== Texto

Estudiaba yo en la Facultad de Filología de la Universidad de La Habana y estaba un poco acomplejada porque mi amiga Gretel Alfonso tenía muchos admiradores y nunca le faltaba con quién salir.
Cuando nos juntábamos para estudiar Latín en la
biblioteca de los bajos del Ministerio de Educación, ella me contaba lo movidas que era sus noches y a los lugares tan
bonitos adonde la llevaban sus pretendientes, pero aquello eran monólogos,
porque yo nunca tenía nada que contar: estaba pasando por una “mala racha
seductora”.
Una noche se me ocurrió invitar a mi amigo Alberto,
vecino de enfrente y estudiante de Ingeniería. Ninguno de los dos teníamos
dinero, pero yo necesitaba salir para poder contar algo a Gretel. Era cuestión
de honor, así que le dije a Alberto que yo tenía diez pesos. Él tenía un peso.
Yo recordaba que el último escenario de las proezas erótico-gastronómicas de
Gretel había sido La Divina Pastora:
—Vámonos a La Divina Pastora—le dije a Alberto.
— ¡Pero eso es carísimo! —me contestó, abriendo mucho
sus lindos ojos castaños.
Sí, era carísimo, pero Alberto era un bello doncel flaquito y yo estaba sedienta de romance, y
de crónica, pues estaba decidida a convertir en diálogos aquellos largos
monólogos de mi amiga.
—No importa —le aseguré a Alberto, imagino que con el
mismo tupé con que Colón le aseguró a Isabel que hallaría la ruta de Indias—.
Nosotros somos amigos del alma, compramos una comida y la compartimos. La vamos
a pasar bien, tú verás.

====
== Material proporcionado

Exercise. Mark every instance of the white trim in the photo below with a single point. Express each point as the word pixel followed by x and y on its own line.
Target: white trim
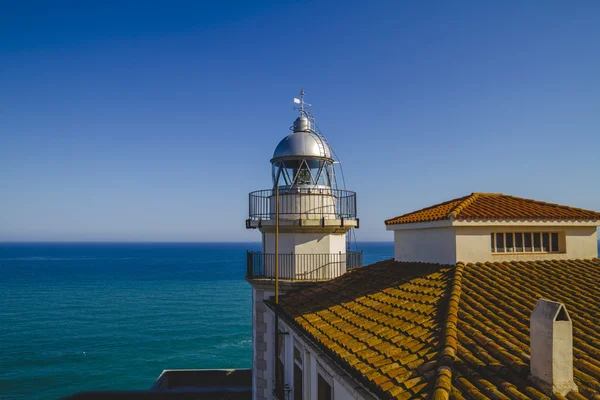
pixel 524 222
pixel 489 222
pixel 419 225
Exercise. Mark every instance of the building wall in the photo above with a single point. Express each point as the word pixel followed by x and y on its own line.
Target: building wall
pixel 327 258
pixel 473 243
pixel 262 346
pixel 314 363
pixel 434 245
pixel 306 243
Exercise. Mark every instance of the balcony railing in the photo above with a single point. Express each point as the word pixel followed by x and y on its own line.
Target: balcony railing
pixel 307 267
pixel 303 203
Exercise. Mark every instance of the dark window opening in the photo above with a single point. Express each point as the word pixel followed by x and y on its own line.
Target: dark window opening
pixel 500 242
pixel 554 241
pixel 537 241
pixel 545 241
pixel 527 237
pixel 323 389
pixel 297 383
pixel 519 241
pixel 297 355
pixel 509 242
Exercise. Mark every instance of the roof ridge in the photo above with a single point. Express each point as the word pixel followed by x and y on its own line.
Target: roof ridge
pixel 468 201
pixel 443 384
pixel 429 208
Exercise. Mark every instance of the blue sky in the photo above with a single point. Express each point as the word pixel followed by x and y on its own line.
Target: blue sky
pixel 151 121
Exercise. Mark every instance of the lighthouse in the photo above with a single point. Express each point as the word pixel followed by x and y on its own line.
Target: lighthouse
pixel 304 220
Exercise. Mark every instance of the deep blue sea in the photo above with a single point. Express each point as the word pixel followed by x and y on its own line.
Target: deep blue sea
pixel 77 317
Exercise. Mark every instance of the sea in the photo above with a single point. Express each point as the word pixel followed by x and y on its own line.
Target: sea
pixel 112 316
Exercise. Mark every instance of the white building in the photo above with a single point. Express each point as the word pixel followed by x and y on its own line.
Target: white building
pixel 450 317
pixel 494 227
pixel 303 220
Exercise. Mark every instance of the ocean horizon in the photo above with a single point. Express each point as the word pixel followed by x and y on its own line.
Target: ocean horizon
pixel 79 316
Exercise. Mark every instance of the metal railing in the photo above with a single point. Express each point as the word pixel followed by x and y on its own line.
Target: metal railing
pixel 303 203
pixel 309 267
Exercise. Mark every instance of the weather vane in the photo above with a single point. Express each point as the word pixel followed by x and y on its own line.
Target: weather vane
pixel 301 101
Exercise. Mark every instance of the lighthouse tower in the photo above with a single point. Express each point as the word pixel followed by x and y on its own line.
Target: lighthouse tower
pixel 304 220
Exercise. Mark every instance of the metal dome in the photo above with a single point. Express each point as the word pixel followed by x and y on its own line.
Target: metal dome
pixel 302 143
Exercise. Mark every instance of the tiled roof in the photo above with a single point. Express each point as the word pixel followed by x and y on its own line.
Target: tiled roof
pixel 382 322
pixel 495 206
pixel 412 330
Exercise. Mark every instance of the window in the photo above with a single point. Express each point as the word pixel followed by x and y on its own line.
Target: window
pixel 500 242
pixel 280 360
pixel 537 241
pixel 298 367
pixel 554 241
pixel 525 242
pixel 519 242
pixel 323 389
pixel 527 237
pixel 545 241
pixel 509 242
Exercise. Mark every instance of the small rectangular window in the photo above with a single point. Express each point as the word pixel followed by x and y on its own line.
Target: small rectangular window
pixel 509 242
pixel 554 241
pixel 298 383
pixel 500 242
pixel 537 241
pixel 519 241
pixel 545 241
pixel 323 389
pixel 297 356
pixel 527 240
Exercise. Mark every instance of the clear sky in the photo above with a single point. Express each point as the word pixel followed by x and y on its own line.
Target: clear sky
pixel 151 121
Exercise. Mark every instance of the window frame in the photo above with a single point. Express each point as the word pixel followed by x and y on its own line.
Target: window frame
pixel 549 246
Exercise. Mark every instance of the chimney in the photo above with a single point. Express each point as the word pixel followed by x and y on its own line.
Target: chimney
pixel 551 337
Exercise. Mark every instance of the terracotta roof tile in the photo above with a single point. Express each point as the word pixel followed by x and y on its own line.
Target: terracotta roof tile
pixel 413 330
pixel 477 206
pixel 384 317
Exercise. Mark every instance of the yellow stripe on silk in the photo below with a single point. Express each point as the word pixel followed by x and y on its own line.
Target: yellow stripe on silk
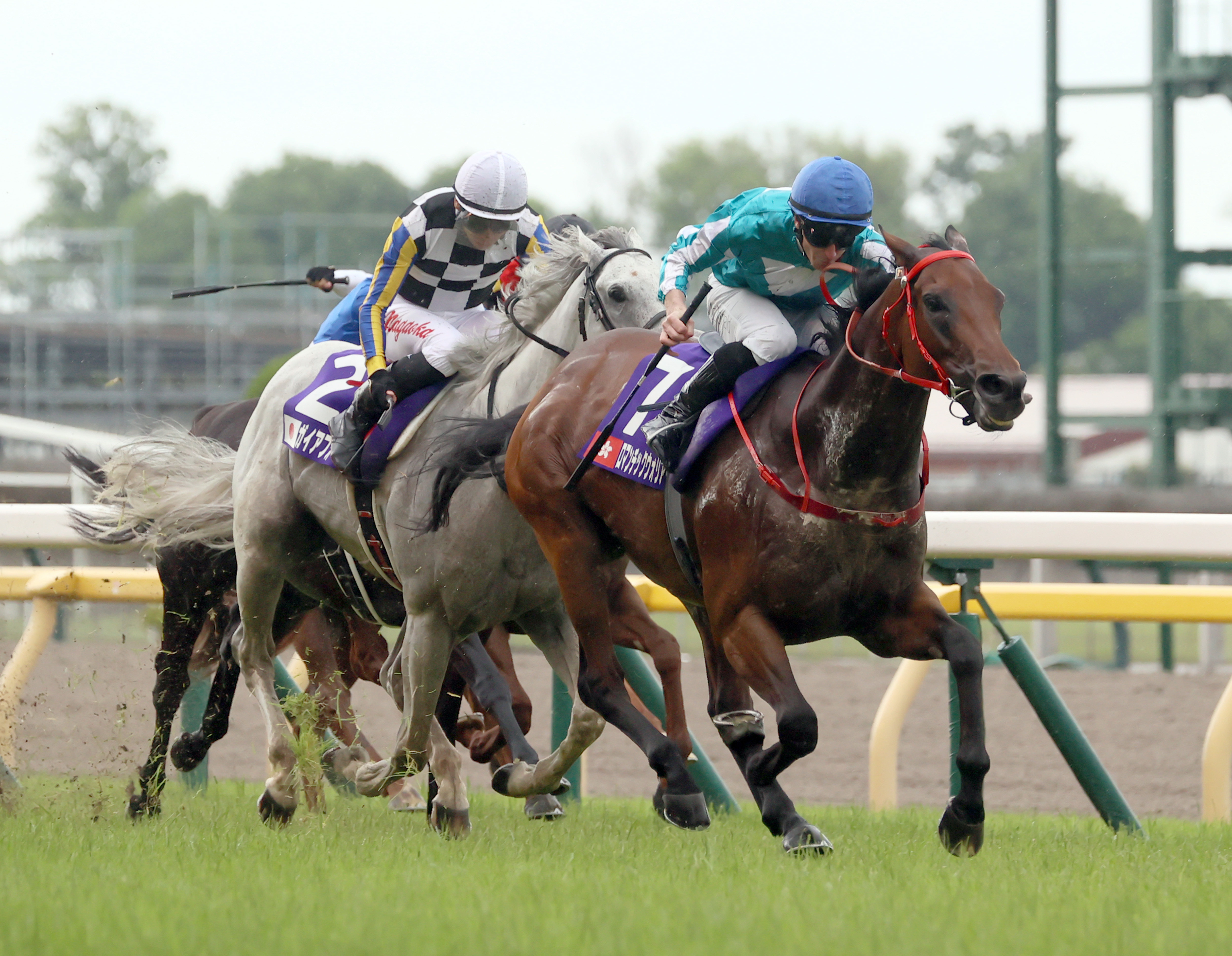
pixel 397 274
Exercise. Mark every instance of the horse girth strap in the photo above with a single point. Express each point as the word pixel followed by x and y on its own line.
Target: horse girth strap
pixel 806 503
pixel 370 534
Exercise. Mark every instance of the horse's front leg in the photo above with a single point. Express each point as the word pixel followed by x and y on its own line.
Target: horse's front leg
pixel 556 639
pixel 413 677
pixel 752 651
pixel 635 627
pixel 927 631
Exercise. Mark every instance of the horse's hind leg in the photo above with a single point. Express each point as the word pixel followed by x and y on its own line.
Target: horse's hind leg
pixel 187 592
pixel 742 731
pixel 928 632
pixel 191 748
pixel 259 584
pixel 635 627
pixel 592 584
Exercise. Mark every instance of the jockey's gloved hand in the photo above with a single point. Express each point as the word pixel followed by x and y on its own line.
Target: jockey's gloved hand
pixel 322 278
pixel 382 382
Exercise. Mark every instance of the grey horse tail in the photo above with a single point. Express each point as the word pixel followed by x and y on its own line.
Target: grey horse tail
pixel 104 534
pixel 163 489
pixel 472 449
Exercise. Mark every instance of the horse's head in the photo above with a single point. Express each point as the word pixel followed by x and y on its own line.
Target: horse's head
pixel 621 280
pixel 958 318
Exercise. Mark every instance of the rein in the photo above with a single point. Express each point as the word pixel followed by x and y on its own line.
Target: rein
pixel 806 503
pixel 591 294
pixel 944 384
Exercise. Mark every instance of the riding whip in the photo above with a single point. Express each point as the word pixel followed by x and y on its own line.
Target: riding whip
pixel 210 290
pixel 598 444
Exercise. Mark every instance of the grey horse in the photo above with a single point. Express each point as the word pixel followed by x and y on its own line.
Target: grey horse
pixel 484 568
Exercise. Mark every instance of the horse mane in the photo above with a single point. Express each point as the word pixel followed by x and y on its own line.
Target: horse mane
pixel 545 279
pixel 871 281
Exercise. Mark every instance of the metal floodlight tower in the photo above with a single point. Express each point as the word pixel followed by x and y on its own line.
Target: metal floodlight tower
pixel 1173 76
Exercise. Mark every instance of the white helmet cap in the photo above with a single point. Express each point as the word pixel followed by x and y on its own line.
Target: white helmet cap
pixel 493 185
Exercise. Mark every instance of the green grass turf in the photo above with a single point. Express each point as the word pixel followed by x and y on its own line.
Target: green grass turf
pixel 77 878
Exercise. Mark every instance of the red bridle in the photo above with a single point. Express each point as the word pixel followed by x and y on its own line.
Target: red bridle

====

Retoma el relato de la salida con Alberto a La Divina Pastora a partir de su última frase y continúalo.

→ **Respuesta**:
Nos pusimos lindísimos, con los mejores “trapitos” que
teníamos, y aprovecho aquí para acotar que casi siempre que salía con
muchachos, ellos llevaban jeans y camisa blanca arremangadas, el vestuario
juvenil masculino estándar de aquellos años.
Hicimos el viaje en guagua, contentísimos. Ninguno de
los dos había estado antes en aquel restaurante de lujo, pero Gretel me había
dicho cómo llegar y me había contado que era precioso, y yo me atusaba mis bigotes invisibles, como el gato con botas,
prometiéndome una noche inolvidable.
Llegamos. Los camareros, amabilísimos, nos condujeron
a una mesita para dos, aunque disimulaban mal la pobre impresión que les
causaba nuestro vestuario de estudiantes ilíquidos, porque allí los comensales
estaban elegantísimos y eran, casi todos, gente mayor. Con el peso de Alberto
no había que contar, porque era para pagar la guagua de ida y vuelta. Con mis
diez pesos nos compramos un lacón, así, desnudo y solo en el plato. Una sola
pieza con más cantidad de “gordo” de lo que habría podido esperarse en un
restaurante como aquel. Alberto se moría de vergüenza. Era tímido, y las
circunstancias conspiraban abiertamente contra nosotros:
—Tú no te preocupes —lo animé—, lo que tenemos que hacer es fingir que somos unos novios muy enamorados
que están dándose la comidita en el piquito. Dentro de un ratico ya nadie
nos va a mirar.
Pusimos en práctica mi estrategia. En la mesa de al
lado una pareja de más de 70 años nos observaba con desaprobación. La señora
llevaba un vestido negro y un collar de perlas, y un peinado con rizos canosos
lleno de laca. Le dije a Alberto que seguro era una peluca. Se lo dije para
hacerlo reír un poco. Y entonces Alberto, ceremonioso y galante, tomó los
cubiertos y se dispuso a cortar el lacón. Yo lo observaba distraída, porque
estaba mirando la noche estrellada, la gente, la decoración, el mar… Pronto
noté que mi amigo estaba en apuros:
—Gina, no puedo picar esto —me susurró casi sin mover
la boca, y vi que estaba sudando.
—A ver —le respondí con esa especie de determinación heroica
que me asalta casi siempre en situaciones límite —dame acá, que yo lo pico.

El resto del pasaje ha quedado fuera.